*TASK PROMPT:* Report every line of the listing below that contains the word "jersey", copying each such line in full.

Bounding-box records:

>>>>

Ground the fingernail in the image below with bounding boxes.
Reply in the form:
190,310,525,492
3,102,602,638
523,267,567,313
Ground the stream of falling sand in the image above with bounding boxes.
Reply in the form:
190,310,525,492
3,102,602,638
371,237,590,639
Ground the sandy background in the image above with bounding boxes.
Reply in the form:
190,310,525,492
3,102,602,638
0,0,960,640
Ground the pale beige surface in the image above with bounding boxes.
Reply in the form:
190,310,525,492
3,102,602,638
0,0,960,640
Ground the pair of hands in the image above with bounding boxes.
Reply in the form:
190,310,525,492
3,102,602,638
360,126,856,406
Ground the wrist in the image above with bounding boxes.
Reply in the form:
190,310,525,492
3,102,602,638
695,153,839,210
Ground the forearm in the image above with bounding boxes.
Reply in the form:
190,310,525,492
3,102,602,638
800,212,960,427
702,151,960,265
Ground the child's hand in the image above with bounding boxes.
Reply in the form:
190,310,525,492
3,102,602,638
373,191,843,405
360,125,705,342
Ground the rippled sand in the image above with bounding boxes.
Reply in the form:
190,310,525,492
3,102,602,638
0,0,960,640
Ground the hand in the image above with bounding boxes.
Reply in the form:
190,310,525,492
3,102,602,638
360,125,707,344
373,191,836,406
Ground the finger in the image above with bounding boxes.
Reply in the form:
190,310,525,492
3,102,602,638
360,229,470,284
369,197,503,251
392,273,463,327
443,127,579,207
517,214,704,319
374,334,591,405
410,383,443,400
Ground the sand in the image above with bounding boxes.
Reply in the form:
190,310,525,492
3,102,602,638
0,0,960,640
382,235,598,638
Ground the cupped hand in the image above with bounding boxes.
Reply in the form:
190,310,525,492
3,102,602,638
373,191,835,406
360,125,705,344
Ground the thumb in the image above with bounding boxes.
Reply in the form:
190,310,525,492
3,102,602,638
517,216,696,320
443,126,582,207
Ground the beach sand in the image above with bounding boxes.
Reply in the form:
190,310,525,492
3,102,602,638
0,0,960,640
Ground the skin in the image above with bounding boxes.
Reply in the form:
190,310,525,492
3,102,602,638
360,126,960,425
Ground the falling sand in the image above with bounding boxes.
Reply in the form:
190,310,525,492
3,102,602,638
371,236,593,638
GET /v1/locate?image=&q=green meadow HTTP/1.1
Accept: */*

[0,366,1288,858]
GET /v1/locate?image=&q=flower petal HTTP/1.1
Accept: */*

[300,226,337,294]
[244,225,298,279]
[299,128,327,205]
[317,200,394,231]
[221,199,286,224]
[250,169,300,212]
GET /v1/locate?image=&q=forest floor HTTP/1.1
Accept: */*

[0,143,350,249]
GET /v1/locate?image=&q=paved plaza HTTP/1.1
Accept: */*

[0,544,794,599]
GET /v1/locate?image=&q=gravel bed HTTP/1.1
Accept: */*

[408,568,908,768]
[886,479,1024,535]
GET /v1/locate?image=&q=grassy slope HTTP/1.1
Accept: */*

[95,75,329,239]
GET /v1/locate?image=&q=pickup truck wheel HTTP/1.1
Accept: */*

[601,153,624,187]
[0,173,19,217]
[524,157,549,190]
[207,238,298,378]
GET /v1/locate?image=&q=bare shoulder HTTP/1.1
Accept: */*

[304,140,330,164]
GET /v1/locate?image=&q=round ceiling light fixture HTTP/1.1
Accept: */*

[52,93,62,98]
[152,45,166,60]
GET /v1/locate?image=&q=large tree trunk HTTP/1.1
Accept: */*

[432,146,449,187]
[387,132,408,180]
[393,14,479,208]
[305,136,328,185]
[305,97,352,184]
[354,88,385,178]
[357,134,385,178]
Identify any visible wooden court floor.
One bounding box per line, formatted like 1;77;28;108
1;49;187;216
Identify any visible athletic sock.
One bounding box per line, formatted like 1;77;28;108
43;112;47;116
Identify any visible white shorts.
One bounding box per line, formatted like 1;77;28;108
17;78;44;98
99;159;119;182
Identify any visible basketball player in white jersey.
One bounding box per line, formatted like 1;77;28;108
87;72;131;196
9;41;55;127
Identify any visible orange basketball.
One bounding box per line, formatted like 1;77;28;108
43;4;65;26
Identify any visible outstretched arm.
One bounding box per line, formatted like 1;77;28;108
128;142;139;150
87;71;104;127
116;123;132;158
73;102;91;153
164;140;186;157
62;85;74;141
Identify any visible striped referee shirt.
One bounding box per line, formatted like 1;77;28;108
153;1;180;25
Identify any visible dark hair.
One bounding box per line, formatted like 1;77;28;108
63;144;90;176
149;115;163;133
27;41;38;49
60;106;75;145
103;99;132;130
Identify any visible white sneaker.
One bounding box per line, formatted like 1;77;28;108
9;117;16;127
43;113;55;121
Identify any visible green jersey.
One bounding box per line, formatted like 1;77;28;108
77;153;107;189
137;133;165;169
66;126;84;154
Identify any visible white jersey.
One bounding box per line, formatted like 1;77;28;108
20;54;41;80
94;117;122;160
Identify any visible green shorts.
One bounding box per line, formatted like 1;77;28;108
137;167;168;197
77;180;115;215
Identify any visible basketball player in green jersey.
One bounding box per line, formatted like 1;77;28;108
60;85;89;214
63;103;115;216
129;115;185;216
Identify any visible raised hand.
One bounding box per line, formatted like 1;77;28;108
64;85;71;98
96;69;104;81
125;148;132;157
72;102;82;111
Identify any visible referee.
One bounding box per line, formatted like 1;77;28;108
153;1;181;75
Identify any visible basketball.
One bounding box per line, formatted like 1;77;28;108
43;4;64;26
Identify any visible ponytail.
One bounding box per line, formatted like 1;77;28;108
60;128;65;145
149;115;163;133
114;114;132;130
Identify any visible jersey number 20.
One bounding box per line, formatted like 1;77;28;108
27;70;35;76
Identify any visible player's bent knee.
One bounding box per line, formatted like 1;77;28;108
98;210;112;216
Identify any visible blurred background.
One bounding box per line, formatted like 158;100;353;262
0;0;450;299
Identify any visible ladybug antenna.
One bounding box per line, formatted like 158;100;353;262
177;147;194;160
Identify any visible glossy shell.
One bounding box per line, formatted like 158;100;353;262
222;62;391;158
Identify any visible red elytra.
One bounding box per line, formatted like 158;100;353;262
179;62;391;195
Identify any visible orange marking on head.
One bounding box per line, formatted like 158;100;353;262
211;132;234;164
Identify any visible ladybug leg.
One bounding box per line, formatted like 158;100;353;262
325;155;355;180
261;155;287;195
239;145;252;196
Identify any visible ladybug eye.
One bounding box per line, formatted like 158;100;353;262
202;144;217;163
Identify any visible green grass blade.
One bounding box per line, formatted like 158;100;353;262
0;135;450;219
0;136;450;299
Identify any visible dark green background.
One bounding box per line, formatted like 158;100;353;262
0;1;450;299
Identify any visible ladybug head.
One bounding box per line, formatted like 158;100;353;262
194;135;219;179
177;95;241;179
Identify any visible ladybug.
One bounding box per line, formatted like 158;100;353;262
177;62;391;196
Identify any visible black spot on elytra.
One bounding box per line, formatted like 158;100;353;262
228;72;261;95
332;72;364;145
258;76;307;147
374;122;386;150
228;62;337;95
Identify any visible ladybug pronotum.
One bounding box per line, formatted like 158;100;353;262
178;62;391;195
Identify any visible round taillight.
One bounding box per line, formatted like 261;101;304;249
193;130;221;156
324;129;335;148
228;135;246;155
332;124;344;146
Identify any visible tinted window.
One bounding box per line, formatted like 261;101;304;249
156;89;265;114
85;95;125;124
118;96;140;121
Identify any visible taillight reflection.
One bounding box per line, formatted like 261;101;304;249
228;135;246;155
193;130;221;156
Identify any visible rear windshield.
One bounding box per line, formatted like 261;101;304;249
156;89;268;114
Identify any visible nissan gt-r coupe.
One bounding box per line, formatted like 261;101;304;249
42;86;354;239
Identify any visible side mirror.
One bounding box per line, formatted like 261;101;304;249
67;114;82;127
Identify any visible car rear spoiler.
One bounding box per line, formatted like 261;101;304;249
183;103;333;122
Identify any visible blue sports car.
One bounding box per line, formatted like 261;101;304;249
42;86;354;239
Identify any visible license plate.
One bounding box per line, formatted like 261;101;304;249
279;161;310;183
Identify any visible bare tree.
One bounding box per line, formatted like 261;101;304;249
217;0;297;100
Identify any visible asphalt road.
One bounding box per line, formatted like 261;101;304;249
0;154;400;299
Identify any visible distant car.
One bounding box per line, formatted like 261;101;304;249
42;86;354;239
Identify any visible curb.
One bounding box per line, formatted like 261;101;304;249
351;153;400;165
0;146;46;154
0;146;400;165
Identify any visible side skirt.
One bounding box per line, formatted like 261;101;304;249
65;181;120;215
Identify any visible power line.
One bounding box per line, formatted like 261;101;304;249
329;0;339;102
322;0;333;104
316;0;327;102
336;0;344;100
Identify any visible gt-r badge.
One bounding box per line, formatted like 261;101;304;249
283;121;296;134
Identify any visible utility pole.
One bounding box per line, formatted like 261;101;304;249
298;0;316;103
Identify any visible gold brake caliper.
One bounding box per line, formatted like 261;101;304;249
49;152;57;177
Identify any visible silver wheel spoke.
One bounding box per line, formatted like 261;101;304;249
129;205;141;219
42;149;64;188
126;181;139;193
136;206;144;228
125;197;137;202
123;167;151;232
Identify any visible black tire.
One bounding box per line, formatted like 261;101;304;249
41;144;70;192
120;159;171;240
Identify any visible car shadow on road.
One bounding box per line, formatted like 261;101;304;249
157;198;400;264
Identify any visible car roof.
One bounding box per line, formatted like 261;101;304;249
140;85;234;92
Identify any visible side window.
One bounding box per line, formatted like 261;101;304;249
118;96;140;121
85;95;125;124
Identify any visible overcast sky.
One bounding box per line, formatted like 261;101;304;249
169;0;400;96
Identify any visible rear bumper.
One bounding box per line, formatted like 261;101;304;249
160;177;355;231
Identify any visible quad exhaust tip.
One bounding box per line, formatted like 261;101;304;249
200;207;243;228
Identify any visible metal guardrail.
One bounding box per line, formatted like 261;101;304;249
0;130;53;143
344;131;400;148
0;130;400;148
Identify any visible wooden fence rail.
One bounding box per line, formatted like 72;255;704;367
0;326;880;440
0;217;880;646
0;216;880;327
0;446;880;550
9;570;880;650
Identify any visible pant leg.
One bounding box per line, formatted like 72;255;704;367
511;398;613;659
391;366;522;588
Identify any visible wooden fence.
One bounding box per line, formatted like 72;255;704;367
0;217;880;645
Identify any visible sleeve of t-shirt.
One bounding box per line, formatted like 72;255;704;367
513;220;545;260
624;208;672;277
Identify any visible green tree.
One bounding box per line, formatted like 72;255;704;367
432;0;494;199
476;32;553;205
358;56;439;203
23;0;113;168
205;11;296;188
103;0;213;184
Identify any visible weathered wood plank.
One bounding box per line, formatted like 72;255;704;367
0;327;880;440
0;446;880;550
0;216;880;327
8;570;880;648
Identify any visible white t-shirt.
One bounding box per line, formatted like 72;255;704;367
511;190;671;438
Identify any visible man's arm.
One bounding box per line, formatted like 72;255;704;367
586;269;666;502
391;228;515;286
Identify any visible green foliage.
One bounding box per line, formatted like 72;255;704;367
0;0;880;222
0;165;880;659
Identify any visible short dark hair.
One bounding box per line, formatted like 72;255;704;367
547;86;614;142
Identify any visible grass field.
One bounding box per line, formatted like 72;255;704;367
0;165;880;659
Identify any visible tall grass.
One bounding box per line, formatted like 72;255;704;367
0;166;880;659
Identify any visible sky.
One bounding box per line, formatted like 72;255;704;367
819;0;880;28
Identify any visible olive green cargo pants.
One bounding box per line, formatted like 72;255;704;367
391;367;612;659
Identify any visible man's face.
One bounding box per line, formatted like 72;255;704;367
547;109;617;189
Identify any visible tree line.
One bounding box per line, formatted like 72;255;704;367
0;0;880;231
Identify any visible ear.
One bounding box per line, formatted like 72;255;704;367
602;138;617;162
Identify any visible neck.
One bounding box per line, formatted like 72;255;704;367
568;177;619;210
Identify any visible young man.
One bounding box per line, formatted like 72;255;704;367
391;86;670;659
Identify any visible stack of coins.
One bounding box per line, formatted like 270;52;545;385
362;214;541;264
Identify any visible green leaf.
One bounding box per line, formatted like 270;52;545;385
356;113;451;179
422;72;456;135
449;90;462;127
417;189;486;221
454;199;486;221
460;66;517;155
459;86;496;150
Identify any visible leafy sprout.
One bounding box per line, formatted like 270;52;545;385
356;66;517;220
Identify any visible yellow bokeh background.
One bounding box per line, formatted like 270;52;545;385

<<<<

*RESULT OF THIS EXERCISE:*
Identify any visible basketball player in white jersey.
Identify any visible green jersey.
Identify any visible white jersey.
Identify any visible basketball player in green jersey.
Identify any visible jersey number 20.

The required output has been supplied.